Write out the data below in full. Keep it exact.

START RECORDS FOR THE EXERCISE

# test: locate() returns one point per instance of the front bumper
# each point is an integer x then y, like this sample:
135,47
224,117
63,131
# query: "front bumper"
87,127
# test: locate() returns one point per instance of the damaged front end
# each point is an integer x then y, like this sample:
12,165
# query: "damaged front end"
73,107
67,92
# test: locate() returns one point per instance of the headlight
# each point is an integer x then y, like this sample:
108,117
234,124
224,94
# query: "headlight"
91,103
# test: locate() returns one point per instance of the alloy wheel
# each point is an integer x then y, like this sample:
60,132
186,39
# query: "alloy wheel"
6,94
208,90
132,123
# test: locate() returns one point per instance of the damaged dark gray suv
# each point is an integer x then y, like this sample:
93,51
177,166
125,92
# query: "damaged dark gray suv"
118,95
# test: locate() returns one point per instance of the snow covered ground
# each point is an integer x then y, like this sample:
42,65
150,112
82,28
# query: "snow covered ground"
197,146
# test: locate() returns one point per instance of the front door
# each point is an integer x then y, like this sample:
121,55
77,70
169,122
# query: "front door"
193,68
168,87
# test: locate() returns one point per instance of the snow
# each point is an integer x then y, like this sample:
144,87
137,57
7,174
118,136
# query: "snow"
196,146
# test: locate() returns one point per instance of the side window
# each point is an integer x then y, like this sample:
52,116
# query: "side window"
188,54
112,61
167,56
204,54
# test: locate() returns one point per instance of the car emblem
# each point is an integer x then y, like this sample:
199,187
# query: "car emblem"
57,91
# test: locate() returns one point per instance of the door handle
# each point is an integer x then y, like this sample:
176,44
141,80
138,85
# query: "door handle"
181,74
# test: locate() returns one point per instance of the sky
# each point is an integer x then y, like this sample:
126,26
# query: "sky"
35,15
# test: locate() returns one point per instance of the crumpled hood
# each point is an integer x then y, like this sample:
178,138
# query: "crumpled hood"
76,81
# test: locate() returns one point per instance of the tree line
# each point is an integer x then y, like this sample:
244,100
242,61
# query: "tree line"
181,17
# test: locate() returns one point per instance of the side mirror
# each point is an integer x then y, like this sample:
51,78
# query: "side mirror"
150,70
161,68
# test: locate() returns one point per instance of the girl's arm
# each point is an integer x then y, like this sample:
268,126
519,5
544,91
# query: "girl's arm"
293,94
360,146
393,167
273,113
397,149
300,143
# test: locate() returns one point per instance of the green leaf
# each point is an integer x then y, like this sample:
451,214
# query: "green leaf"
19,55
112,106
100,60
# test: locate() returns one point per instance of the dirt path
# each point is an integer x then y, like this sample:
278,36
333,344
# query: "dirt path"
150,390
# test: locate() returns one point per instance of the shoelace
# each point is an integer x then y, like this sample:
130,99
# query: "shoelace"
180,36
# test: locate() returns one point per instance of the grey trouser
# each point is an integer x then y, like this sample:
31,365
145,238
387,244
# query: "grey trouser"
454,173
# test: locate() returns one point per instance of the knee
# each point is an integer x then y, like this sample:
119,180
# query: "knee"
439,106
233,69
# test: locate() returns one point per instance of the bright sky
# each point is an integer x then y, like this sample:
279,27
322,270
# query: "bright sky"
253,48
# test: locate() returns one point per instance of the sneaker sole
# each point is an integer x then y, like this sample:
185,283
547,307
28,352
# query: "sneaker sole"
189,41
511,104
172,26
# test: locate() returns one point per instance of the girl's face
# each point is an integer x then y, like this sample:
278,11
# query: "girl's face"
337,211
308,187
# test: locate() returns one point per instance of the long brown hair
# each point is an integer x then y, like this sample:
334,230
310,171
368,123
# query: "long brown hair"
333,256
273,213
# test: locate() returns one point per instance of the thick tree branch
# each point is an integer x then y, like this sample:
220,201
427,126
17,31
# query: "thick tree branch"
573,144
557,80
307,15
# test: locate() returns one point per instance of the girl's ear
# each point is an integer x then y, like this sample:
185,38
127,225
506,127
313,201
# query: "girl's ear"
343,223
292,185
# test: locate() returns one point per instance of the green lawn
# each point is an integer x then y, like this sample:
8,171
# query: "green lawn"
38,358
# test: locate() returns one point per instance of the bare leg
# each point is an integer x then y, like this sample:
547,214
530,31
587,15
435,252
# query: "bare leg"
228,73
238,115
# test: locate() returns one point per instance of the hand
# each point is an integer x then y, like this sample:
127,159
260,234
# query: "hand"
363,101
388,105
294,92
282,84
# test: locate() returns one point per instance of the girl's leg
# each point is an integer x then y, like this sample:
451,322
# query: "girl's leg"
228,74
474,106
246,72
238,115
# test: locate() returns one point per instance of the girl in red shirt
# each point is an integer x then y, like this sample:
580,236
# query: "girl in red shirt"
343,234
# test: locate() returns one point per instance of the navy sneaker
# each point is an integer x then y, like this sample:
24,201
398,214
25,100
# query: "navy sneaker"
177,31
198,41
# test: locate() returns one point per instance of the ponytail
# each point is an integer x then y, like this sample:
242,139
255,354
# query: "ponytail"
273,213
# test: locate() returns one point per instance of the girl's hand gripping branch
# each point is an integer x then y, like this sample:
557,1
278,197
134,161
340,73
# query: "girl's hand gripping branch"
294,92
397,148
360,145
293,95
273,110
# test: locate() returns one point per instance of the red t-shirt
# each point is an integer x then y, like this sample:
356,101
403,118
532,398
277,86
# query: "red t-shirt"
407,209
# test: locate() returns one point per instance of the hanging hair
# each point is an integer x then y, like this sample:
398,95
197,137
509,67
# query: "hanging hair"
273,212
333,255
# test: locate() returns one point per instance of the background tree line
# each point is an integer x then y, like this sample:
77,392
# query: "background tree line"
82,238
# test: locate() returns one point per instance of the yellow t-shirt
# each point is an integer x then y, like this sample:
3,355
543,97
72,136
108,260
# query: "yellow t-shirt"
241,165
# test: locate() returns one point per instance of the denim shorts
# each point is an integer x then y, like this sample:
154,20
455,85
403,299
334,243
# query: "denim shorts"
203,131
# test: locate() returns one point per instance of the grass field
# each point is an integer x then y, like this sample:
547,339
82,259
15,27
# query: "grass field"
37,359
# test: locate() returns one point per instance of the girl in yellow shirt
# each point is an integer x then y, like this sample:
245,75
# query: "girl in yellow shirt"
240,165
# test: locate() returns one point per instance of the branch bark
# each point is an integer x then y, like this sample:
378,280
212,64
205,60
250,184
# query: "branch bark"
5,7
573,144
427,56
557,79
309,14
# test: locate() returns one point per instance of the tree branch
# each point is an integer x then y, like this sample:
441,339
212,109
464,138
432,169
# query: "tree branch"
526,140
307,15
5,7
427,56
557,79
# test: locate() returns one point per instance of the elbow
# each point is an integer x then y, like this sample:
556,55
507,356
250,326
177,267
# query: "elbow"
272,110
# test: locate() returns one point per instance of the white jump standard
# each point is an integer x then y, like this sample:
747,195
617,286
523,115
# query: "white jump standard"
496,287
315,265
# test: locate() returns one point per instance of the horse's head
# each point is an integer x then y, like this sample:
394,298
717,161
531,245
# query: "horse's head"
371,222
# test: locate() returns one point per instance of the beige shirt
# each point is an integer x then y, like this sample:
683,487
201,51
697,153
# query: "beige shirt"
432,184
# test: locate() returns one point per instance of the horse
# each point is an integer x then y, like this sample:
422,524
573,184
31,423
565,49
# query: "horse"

END RECORDS FOR THE EXERCISE

YOUR RESPONSE
# test: locate() returns one point per instance of the front bumper
# each point is an integer x then y, like this sample:
135,47
224,117
63,131
# query: "front bumper"
87,127
# test: locate() returns one point per instance of the damaged front end
# each point is an integer x then y, like this sample:
12,165
# query: "damaged front end"
73,107
67,92
# test: locate() returns one point per instance of the headlight
# each point is an integer x then y, like this sample:
108,117
234,124
224,94
# query: "headlight"
91,103
# test: locate() returns one point per instance of the alloy wheel
# each point is an integer x then y, like this sample:
60,132
186,39
# query: "alloy wheel"
6,94
208,90
132,123
# test: locate() returns one point per instance of the damaged dark gray suv
# each point is an integer x then y, like this sample:
93,51
177,166
125,92
# query: "damaged dark gray suv"
118,95
# test: locate() returns one point per instance of the snow covered ground
# each point is an integer x then y, like this sample:
42,65
150,112
82,28
# query: "snow covered ground"
197,146
# test: locate() returns one point per instance of the front door
# each point is an integer x then y, like this sample:
121,55
77,70
169,122
# query: "front door"
193,68
168,87
# test: locate() returns one point per instance of the snow
# each point is an integer x then y, like this sample:
144,87
137,57
7,174
118,136
# query: "snow"
196,146
# test: locate() returns one point per instance of the side window
# each point is an integer x then y, like this sample:
52,116
# query: "side window"
188,54
112,61
167,56
204,54
# test: locate() returns one point per instance of the car emblem
# each point is an integer x then y, like this sample:
199,187
# query: "car emblem"
57,91
# test: locate() returns one point per instance of the door handle
# each point is an integer x then y, like this sample:
176,44
141,80
138,85
# query: "door handle"
181,74
# test: locate() returns one point per instance of the sky
# each point is an integer x then y, like this sample:
126,26
# query: "sky"
35,15
# test: locate() returns one point per instance of the crumpled hood
# each point is an integer x then y, like this sample:
178,138
# query: "crumpled hood"
76,81
# test: locate() returns one point per instance of the tree line
# each point is an integer x then y, like this sample:
244,100
242,61
# query: "tree line"
181,17
# test: locate() returns one point per instance of the side mirror
# each point is an integer x then y, like this sample:
51,78
# query: "side mirror"
150,70
161,68
# test: locate() returns one point per instance of the girl's arm
# each point is an integer x then y, like this sample:
268,126
519,5
544,91
# query: "girl's arm"
293,94
360,146
393,167
273,113
397,149
300,143
# test: locate() returns one point per instance of the green leaf
# each point is an integer x then y, like this sample:
451,214
# query: "green leaf"
19,55
112,106
100,60
# test: locate() returns one point per instance of the dirt path
# each point is an integer x then y, like this sample:
278,36
333,344
# query: "dirt path"
150,390
# test: locate() returns one point per instance of the shoelace
# each point is an integer x then y, like this sample:
130,99
# query: "shoelace"
180,36
# test: locate() returns one point per instance of the grey trouser
# each point is an integer x then y, like this sample:
31,365
145,238
387,244
# query: "grey trouser"
454,173
# test: locate() returns one point per instance of the knee
# each point is an integer x then y, like this sample:
119,180
# query: "knee"
439,106
233,69
# test: locate() returns one point per instance of the bright sky
# each point is an integer x then y, like this sample:
279,27
322,270
# query: "bright sky"
253,48
# test: locate() returns one point per instance of the sneaker sole
# each point is an integer x then y, like this sample:
185,283
547,307
28,352
# query: "sneaker sole"
189,41
511,104
172,26
# test: locate() returns one point per instance of the girl's face
# each point is an integer x then y, like this sample:
278,11
# query: "girl's face"
337,211
308,187
# test: locate() returns one point per instance of the long brown hair
# each point is an integer x then y, like this sample:
334,230
310,171
368,123
# query: "long brown hair"
333,256
273,213
# test: locate() returns one point per instance of the thick tree branch
# each point is an integer x then y, like this sample:
220,201
427,126
17,31
# query: "thick tree branch"
573,144
557,80
307,15
# test: locate() returns one point per instance of the girl's ear
# each point is an integer x then y, like this sample:
185,38
127,225
506,127
313,201
# query: "girl's ear"
343,223
292,185
# test: locate() returns one point per instance of the green lawn
# each point is an integer x then y, like this sample:
8,171
# query: "green lawn"
38,358
# test: locate() returns one point per instance of the bare leg
# each point is an integer x then y, like this sample:
547,214
530,31
587,15
435,252
# query: "bare leg"
228,73
238,115
# test: locate() returns one point per instance of the hand
# each point is an integer x then y, like this sample:
127,159
260,234
# query: "hand"
363,101
388,105
294,92
282,84
# test: locate() returns one point per instance of the girl's leg
# each point is an integer x then y, like this sample:
451,322
# query: "girl's leg"
228,74
474,106
246,72
238,115
# test: locate() returns one point per instance of the girl in red shirt
# each point is an integer x then y, like this sample:
580,236
# query: "girl in red shirt"
343,234
# test: locate() returns one point per instance of the navy sneaker
# each point is an integer x then y, like this sample:
24,201
398,214
25,100
# query: "navy sneaker"
177,31
198,41
# test: locate() returns one point per instance of the ponytail
# each point is an integer x then y, like this sample:
242,139
255,354
# query: "ponytail"
273,213
# test: locate() returns one point per instance of the girl's hand gripping branch
# each point is an integer x then y, like this sample:
557,1
278,197
134,161
340,73
# query: "girl's hand gripping branch"
294,92
397,148
360,145
293,95
273,110
# test: locate() returns one point per instance of the red t-shirt
# each point is an integer x then y, like this sample:
356,101
403,118
532,398
277,86
# query: "red t-shirt"
407,209
# test: locate() returns one point per instance of the hanging hair
# each point is an integer x then y, like this sample:
398,95
197,137
509,67
# query: "hanging hair"
273,212
333,255
# test: locate() returns one point per instance of the background tree line
# each point is an integer x then y, like this sample:
77,392
# query: "background tree line"
82,238
# test: locate() returns one point per instance of the yellow t-shirt
# each point is an integer x then y, like this sample:
3,355
543,97
72,136
108,260
# query: "yellow t-shirt"
241,165
# test: locate() returns one point per instance of the denim shorts
# each point is an integer x then y, like this sample:
154,20
455,85
403,299
334,243
# query: "denim shorts"
203,131
# test: locate() returns one point per instance of the grass field
# each point is an integer x then y, like this sample:
547,339
82,259
15,27
# query: "grass field"
37,359
# test: locate() returns one point per instance of the girl in yellow shirt
# each point is an integer x then y, like this sample:
245,75
# query: "girl in yellow shirt"
240,165
# test: locate() returns one point per instance of the branch bark
# each point is an integer x then y, like this sample:
378,280
212,64
205,60
250,184
# query: "branch bark"
5,7
573,144
427,56
557,79
309,14
# test: locate() returns one point per instance of the tree branch
# each point is an integer x then y, like this sample:
441,339
212,109
464,138
432,169
# query: "tree branch"
526,140
307,15
5,7
427,56
557,79
# test: locate() returns one point per instance of the elbow
# each point is an integer x then y, like this sample:
556,55
507,356
250,326
177,267
# query: "elbow"
272,110
# test: locate() returns one point per instance of the white jump standard
# each point is an integer x then y, like this sample:
747,195
617,286
523,115
# query: "white jump standard"
496,287
315,265
# test: locate() returns one point per instance of the horse's head
# each point is an integer x then y, like this sample:
394,298
717,161
531,245
# query: "horse's head"
371,222
# test: locate() returns one point per instance of the beige shirt
# each point is an integer x then y, like this sample:
683,487
201,51
697,153
# query: "beige shirt"
432,184
# test: locate() returns one point per instance of the horse
# each point is an integer x then y, like this sample:
422,524
573,184
31,423
565,49
# query: "horse"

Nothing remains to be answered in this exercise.